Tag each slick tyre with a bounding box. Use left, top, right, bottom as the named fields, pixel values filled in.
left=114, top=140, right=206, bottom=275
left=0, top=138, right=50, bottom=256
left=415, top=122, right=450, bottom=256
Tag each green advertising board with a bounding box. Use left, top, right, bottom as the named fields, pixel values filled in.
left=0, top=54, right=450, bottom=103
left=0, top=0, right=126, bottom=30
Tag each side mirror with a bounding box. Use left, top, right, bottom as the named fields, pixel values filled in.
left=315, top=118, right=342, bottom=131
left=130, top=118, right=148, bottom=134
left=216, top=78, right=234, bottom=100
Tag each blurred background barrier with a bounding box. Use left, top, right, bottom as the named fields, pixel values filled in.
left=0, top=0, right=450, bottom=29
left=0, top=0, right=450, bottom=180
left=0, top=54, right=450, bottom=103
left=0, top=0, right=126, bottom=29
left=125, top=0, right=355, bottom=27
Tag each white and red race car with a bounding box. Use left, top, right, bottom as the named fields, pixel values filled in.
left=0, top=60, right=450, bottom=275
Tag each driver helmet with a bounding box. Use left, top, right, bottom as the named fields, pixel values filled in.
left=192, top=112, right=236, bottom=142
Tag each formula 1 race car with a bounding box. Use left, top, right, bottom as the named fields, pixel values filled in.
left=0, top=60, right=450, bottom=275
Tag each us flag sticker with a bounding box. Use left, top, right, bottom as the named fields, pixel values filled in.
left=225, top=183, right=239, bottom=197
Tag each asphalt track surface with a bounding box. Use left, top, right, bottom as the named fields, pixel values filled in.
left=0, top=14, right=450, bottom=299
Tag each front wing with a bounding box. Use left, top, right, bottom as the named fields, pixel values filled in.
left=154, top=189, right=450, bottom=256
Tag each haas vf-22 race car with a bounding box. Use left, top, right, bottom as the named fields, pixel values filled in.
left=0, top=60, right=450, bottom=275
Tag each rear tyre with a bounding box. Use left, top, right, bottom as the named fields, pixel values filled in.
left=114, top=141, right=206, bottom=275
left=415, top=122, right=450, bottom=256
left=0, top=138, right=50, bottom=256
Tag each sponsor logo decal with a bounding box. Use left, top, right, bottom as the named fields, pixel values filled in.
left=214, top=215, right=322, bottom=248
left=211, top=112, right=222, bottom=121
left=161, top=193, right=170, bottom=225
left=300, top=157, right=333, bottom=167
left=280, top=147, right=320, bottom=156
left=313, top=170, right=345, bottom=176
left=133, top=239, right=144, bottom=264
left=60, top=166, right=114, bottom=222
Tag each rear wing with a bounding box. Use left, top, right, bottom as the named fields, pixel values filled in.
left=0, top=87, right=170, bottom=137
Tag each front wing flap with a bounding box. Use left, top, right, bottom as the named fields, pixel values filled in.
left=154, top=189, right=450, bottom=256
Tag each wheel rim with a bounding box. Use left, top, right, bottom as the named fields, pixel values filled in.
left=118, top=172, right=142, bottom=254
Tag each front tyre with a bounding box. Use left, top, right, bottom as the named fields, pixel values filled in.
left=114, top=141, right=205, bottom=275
= = = = = = =
Please duplicate the listing above exactly, covering every line from start to finish.

Tag each slick tyre with a bounding box. Use left, top, right, bottom as the named fields, pixel values filled in.
left=114, top=140, right=206, bottom=275
left=0, top=138, right=50, bottom=256
left=415, top=122, right=450, bottom=256
Tag each green advertising board with a bounding box. Use left, top, right, bottom as the named fields, pixel values filled in.
left=0, top=54, right=450, bottom=103
left=0, top=0, right=126, bottom=30
Tag each side mirror with a bounding box. Use left, top, right, bottom as the named fields, pixel values filled in.
left=315, top=118, right=342, bottom=131
left=130, top=118, right=148, bottom=134
left=216, top=78, right=234, bottom=100
Tag each blurred background barrier with a bounding box. Use left, top, right, bottom as the named fields, pixel values filled in.
left=0, top=0, right=450, bottom=29
left=0, top=0, right=450, bottom=180
left=0, top=54, right=450, bottom=103
left=0, top=0, right=126, bottom=29
left=125, top=0, right=355, bottom=27
Tag each white and red race car with a bounding box. Use left, top, right, bottom as the named fields, pixel values filled in.
left=0, top=60, right=450, bottom=275
Tag each driver helmet with a bounding box. Use left, top, right, bottom as the named fields, pixel values filled in.
left=192, top=112, right=236, bottom=142
Tag each formula 1 race car with a bounding box. Use left, top, right, bottom as the named fields, pixel values filled in.
left=0, top=60, right=450, bottom=275
Tag each us flag sticker with a bounding box. Use left, top, right, bottom as the named fields, pixel values filled in.
left=225, top=183, right=239, bottom=197
Tag each asphalt track surface with a bounding box. Use left, top, right, bottom as the named fields, pixel values filled in.
left=0, top=14, right=450, bottom=299
Tag each front wing with a bounding box. Use left, top, right, bottom as the named fields, pixel values filled in.
left=154, top=189, right=450, bottom=256
Tag each haas vf-22 race car with a bounding box. Use left, top, right, bottom as the named fields, pixel values filled in.
left=0, top=60, right=450, bottom=275
Tag each rear tyre with a bounding box. Use left, top, right, bottom as the named fields, pixel values filled in.
left=114, top=141, right=206, bottom=275
left=415, top=122, right=450, bottom=256
left=0, top=138, right=50, bottom=256
Tag each sponsor logo decal with a bounding box. Use left, top, right, bottom as the named fields, pixel values filled in.
left=214, top=215, right=322, bottom=248
left=211, top=112, right=222, bottom=121
left=161, top=193, right=170, bottom=225
left=300, top=157, right=333, bottom=167
left=280, top=147, right=320, bottom=156
left=313, top=170, right=345, bottom=176
left=133, top=239, right=144, bottom=264
left=60, top=166, right=114, bottom=222
Tag each rear wing with a bounding box. Use left, top, right, bottom as the named fields, pixel values filled in.
left=0, top=87, right=170, bottom=137
Tag each front wing flap with a bounding box. Use left, top, right, bottom as the named fields, pixel values filled in.
left=154, top=189, right=450, bottom=256
Tag each wheel rim with a bounding box. Use left, top, right, bottom as the named fields, pixel values filled in.
left=118, top=172, right=142, bottom=254
Tag each front tyre with a bounding box. Use left, top, right, bottom as the named fields, pixel values filled in.
left=114, top=141, right=205, bottom=275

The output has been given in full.